***** GIVEN DATA

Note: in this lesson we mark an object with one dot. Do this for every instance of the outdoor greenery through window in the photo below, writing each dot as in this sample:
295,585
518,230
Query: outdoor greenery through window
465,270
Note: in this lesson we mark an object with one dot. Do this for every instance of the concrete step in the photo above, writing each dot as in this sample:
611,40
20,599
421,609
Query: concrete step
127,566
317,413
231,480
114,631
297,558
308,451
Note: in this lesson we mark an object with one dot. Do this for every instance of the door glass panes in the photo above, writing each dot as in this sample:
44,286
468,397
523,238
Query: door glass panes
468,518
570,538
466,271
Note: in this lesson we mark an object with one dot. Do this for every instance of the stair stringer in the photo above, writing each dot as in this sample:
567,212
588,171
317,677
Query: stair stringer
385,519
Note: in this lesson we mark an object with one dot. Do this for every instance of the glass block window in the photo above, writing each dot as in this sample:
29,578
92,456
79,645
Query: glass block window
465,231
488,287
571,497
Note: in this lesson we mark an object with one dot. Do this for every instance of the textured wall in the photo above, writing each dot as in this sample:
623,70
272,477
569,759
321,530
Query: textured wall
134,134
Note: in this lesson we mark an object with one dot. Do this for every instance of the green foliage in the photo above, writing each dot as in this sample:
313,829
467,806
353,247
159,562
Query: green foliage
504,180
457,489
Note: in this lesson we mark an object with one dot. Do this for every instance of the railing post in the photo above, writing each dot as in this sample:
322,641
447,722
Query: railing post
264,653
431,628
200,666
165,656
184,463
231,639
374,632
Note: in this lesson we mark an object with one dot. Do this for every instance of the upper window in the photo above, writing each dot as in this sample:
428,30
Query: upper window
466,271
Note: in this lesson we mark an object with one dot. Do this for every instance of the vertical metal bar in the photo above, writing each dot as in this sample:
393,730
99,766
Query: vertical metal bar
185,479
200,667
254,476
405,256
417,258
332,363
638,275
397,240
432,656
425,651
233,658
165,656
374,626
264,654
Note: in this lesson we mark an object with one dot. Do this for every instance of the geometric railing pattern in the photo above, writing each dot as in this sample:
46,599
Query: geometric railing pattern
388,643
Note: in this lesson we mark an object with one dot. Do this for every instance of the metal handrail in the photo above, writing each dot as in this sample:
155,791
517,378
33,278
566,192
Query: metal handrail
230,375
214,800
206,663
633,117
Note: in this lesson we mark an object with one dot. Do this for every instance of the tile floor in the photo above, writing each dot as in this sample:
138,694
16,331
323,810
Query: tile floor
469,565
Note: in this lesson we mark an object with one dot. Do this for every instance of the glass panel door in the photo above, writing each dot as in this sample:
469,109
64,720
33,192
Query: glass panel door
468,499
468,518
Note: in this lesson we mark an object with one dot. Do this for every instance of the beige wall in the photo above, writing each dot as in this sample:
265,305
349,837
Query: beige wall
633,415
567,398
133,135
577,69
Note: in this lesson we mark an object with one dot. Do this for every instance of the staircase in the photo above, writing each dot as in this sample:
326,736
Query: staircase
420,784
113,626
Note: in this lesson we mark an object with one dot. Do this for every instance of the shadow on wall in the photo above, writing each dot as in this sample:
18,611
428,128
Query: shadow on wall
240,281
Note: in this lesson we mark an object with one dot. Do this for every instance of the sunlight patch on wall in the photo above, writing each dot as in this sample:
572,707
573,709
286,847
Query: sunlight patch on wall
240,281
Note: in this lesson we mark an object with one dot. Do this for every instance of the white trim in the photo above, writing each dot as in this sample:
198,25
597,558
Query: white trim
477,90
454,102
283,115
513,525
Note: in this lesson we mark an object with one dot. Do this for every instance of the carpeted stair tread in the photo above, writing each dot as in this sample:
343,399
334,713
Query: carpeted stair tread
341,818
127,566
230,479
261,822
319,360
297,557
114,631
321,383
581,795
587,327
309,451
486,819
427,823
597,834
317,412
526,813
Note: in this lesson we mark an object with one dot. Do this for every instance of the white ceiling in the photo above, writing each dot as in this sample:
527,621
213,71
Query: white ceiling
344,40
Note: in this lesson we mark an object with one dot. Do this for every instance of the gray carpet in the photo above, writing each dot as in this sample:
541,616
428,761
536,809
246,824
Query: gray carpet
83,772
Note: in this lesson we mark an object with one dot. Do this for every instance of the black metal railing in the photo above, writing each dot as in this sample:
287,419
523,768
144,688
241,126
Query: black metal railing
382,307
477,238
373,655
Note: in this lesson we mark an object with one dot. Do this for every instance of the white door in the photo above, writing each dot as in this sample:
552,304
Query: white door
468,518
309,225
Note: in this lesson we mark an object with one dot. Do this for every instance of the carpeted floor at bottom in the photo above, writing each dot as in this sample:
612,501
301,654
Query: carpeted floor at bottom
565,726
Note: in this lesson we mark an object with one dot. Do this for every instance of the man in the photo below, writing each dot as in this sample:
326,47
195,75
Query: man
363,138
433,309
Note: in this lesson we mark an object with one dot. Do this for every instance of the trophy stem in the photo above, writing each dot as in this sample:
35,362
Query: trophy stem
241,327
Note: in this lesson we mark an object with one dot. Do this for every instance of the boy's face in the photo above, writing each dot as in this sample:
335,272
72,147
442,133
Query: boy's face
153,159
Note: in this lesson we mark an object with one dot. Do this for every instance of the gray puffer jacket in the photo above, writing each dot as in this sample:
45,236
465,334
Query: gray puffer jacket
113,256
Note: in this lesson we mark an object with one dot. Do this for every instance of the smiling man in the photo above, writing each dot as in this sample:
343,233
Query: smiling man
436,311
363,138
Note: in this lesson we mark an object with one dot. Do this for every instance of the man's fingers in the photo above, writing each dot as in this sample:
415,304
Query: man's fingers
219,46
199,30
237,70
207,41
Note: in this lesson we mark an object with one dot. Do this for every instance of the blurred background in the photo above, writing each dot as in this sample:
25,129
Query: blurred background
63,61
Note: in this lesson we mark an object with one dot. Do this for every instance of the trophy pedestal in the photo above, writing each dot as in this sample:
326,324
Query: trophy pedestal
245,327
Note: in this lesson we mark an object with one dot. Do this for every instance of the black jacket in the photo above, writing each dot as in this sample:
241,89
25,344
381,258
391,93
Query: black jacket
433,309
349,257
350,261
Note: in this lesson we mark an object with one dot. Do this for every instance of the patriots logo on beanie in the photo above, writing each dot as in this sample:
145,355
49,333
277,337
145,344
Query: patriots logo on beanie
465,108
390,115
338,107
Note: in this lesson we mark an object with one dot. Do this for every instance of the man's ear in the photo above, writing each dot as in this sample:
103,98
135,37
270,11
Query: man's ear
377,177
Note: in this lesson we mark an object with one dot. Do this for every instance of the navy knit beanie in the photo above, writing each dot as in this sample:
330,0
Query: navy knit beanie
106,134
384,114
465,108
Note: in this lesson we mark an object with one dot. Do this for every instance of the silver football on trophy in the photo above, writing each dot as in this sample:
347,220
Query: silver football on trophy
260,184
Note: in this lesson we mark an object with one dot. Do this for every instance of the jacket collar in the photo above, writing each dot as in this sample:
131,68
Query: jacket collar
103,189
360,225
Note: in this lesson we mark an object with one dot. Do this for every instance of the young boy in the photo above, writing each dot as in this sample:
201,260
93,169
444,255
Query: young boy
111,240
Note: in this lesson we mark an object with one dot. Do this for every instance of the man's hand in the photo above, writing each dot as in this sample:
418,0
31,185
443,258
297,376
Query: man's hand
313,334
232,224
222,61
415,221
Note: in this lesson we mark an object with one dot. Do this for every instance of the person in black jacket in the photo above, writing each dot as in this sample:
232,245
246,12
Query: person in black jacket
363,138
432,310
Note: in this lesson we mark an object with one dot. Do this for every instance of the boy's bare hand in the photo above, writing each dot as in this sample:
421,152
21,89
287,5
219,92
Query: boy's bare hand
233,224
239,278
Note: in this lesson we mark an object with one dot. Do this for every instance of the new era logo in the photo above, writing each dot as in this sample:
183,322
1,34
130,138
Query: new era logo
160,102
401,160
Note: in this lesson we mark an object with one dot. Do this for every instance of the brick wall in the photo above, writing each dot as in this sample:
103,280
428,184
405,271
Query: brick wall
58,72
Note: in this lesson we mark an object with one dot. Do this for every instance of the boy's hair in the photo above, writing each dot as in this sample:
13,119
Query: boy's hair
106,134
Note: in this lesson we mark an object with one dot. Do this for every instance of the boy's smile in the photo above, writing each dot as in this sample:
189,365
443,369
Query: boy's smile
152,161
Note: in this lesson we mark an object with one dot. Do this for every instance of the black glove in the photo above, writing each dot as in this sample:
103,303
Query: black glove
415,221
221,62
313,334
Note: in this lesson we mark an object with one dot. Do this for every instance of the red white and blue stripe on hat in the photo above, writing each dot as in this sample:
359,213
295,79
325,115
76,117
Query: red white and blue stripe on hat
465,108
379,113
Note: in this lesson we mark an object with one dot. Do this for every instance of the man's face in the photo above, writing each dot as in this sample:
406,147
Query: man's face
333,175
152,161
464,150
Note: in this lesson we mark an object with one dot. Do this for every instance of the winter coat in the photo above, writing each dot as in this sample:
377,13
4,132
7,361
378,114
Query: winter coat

**********

__ABOUT THIS EXERCISE__: Show all lines from the listing above in which "winter" appears.

__TASK RESULT__:
Note: in this lesson we mark an object with one dot. Do this for every instance of the winter coat in the photo above, writing each dot as in this sample:
Query: winter coat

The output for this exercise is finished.